__Work to be completed__
Using the entries below, restate word for word only the lines from the one with "Could you please indicate the white wall" to the final line, leaving the pictures out.

__Records for this exercise__
---

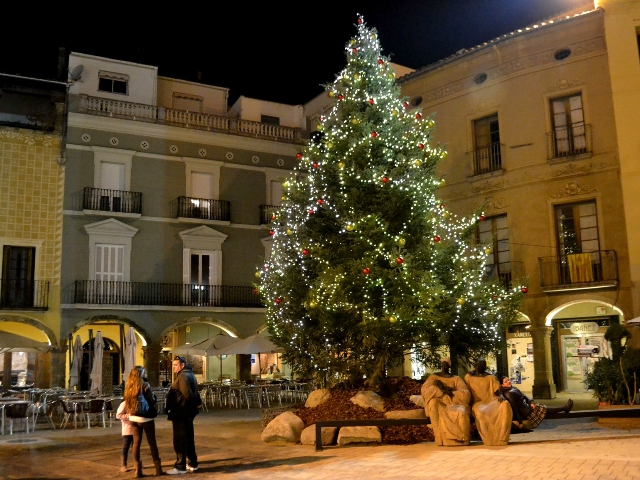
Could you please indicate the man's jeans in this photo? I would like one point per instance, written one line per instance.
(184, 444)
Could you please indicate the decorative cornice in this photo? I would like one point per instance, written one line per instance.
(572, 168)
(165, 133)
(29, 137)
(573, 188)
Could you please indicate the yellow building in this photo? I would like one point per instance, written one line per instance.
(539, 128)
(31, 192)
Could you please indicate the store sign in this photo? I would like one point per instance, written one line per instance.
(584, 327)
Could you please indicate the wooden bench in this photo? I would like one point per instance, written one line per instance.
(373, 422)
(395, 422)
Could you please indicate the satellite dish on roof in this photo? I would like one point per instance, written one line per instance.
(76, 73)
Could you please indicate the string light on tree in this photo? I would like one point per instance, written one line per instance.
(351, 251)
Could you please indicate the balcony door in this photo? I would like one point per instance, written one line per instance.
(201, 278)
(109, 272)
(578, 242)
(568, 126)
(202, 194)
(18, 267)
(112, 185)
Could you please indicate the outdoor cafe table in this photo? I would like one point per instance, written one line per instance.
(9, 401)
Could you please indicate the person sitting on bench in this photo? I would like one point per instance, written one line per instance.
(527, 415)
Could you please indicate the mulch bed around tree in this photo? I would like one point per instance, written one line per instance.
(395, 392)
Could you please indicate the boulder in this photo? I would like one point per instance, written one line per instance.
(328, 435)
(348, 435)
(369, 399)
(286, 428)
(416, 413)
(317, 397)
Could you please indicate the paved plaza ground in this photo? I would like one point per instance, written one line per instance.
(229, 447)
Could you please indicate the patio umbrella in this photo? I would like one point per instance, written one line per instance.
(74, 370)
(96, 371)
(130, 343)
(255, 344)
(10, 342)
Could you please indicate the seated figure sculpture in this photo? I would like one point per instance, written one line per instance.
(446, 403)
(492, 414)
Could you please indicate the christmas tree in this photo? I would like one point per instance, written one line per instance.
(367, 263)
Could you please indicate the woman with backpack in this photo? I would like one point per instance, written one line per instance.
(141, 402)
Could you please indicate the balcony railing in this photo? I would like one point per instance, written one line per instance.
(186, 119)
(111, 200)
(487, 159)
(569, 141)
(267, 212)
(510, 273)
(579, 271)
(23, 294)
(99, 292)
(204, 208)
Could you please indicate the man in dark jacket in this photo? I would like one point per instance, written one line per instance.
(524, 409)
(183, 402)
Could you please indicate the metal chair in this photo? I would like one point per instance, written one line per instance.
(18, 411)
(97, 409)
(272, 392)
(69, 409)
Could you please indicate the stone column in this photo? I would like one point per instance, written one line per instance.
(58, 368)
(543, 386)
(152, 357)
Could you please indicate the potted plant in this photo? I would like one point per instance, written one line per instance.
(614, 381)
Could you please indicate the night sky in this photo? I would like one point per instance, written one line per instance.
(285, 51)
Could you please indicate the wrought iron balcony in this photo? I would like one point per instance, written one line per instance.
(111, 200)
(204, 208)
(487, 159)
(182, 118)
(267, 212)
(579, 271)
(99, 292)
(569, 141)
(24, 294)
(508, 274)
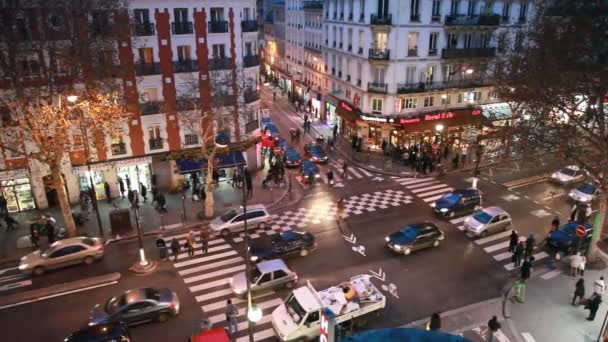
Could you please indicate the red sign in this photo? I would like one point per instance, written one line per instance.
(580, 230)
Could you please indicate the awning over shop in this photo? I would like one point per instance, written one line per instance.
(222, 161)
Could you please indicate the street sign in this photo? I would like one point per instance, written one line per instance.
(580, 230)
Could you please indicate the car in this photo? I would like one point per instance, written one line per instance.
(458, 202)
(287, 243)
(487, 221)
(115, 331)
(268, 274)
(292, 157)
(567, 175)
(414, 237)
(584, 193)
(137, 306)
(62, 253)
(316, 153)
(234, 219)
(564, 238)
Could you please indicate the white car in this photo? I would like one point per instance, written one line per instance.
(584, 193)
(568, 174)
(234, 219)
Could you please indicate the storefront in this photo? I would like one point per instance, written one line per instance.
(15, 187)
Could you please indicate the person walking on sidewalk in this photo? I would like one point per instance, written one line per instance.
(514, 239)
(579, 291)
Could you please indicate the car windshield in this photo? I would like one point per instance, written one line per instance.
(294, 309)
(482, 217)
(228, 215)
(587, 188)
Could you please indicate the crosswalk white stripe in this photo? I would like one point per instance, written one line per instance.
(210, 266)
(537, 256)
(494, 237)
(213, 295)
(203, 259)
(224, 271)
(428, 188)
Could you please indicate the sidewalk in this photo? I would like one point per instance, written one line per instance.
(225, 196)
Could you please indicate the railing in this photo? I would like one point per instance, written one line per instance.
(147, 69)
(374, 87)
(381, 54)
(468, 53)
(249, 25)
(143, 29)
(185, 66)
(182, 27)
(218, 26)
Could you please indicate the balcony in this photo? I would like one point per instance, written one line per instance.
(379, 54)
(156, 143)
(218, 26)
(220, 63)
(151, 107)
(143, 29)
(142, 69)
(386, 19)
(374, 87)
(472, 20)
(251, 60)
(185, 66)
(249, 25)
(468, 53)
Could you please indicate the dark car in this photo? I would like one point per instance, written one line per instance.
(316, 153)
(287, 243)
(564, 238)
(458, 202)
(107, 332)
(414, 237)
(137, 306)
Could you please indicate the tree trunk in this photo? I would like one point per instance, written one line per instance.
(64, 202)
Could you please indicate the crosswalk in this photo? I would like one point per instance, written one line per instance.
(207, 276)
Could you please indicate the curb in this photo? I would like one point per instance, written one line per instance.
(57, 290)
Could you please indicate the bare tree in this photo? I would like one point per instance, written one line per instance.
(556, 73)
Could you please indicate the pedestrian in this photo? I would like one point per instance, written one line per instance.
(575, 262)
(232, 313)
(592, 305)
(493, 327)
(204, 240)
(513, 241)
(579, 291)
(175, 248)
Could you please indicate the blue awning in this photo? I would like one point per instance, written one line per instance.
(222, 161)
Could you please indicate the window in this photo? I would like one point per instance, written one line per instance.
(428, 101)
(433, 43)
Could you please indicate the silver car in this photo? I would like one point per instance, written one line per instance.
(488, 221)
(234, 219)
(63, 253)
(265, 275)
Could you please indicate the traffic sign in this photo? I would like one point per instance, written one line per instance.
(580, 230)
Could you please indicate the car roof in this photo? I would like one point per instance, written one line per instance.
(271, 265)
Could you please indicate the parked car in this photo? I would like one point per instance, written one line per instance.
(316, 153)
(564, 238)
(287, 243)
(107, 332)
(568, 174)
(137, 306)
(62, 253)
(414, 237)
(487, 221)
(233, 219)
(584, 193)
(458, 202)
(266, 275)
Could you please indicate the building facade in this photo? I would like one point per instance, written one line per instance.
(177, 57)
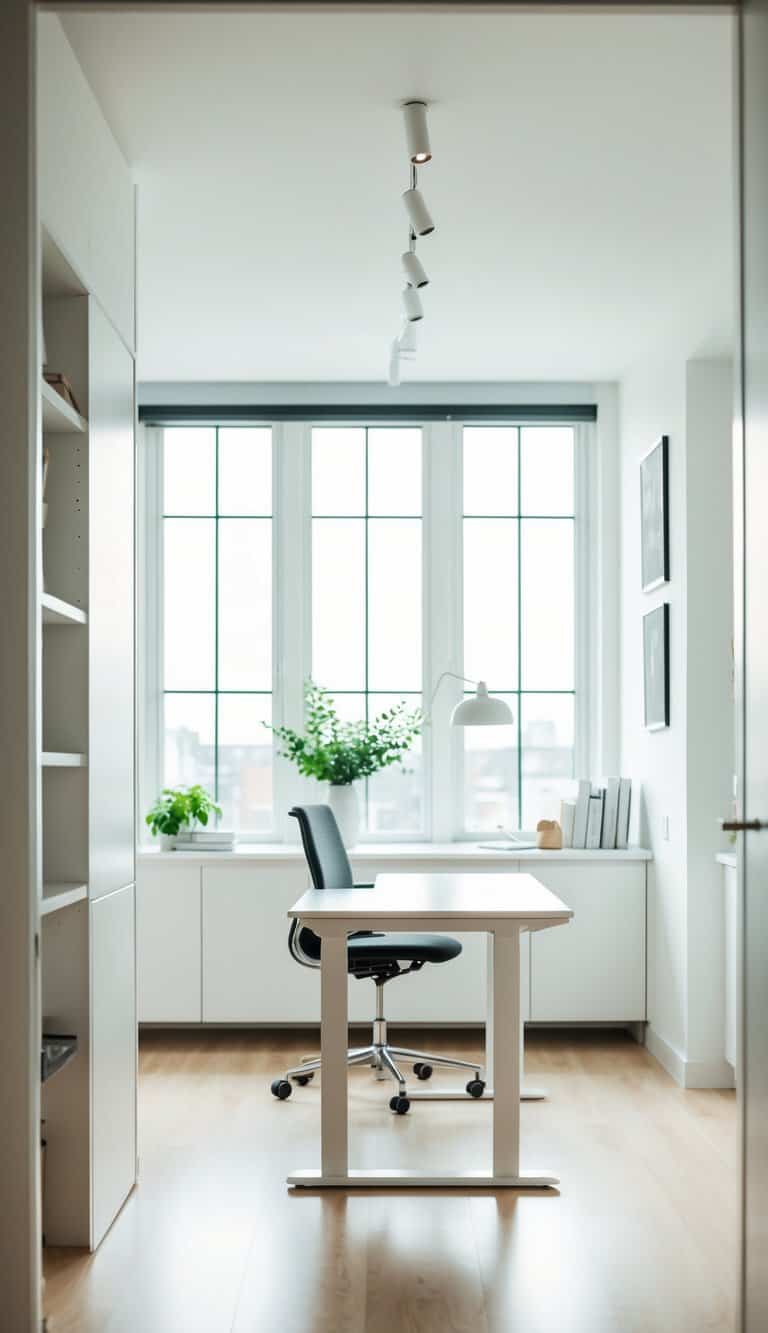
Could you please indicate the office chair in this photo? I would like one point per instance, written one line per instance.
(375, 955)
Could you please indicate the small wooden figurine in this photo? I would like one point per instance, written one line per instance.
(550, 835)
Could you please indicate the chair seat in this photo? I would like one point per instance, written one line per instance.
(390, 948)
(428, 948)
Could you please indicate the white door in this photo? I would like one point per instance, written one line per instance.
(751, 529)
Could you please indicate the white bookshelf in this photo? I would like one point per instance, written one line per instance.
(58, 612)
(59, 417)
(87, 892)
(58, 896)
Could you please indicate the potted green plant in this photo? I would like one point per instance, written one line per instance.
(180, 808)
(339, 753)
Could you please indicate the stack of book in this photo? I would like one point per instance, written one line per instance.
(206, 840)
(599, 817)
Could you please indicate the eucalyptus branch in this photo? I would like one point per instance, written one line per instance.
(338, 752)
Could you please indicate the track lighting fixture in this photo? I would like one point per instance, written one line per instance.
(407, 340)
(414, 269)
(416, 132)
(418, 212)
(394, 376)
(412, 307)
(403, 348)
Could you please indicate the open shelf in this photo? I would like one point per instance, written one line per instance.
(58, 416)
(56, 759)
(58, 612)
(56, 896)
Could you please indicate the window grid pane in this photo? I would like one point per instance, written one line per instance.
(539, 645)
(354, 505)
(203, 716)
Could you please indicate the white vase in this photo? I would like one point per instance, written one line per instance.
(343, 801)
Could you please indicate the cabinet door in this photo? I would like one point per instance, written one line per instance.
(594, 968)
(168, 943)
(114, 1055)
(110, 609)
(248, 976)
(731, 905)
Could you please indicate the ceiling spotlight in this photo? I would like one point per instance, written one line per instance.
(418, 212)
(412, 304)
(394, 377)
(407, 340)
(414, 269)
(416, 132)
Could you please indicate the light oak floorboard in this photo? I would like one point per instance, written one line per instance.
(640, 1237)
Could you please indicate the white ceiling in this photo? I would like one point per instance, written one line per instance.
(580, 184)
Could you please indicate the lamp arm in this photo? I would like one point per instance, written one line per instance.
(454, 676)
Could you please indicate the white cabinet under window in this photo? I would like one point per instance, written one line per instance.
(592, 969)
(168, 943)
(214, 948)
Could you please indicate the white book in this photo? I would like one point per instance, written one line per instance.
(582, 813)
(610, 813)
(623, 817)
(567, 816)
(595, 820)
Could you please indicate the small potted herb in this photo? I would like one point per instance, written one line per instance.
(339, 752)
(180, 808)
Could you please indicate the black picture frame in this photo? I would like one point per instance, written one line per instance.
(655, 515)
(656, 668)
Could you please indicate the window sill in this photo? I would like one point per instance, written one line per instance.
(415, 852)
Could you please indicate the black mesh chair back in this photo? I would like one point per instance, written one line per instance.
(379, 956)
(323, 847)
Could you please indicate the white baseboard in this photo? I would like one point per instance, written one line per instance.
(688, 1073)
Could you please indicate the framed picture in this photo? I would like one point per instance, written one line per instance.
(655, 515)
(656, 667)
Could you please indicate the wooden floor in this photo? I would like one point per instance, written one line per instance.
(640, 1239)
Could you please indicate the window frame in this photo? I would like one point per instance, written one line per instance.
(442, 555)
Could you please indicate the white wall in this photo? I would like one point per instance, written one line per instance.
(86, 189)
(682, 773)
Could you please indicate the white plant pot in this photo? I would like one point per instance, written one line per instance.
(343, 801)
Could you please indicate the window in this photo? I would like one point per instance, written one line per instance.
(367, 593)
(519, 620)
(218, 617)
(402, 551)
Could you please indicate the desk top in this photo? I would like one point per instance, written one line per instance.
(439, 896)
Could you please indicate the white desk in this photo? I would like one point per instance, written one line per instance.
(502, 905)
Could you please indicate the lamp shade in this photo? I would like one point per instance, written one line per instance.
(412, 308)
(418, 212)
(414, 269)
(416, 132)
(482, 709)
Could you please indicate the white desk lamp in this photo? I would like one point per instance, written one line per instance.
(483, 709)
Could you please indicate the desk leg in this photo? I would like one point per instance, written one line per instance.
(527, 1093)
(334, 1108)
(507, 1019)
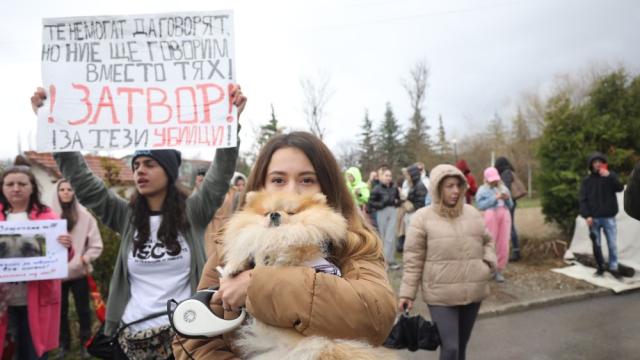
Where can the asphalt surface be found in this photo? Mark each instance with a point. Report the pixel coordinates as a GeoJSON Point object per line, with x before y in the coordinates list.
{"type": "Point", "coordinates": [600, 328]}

---

__Written solution__
Could you please indicate the white wall in this photo? I would like one point per instance, written one line per instance.
(86, 189)
(682, 773)
Could you please indicate the white plant pot in this photo? I would like one point per instance, written one line per instance.
(343, 801)
Could you please indicate the window in this photo? I would like one point per instance, written one line per instance.
(367, 593)
(519, 620)
(218, 617)
(402, 551)
Could you please indicate the desk top in this photo? I would like one point per instance, written one line per instance.
(439, 896)
Could you please indicate the white desk in this photo? I would like one point per instance, written one line per instance.
(502, 905)
Could you please indicate the lamp shade in this photo? I would like one point per instance, written one line per instance.
(412, 308)
(418, 212)
(414, 269)
(416, 132)
(482, 709)
Could you please indicate the white desk lamp in this photo? I would like one point per instance, written one line per instance.
(483, 709)
Could you please indicate the desk leg in this photo? I would like one point per instance, written one line per instance.
(527, 1093)
(334, 1108)
(507, 1019)
Where can the asphalt surface be found in this photo? Mark each instance with a point. Report the pixel coordinates as a GeoJSON Point object per line, with x before y in the coordinates list.
{"type": "Point", "coordinates": [600, 328]}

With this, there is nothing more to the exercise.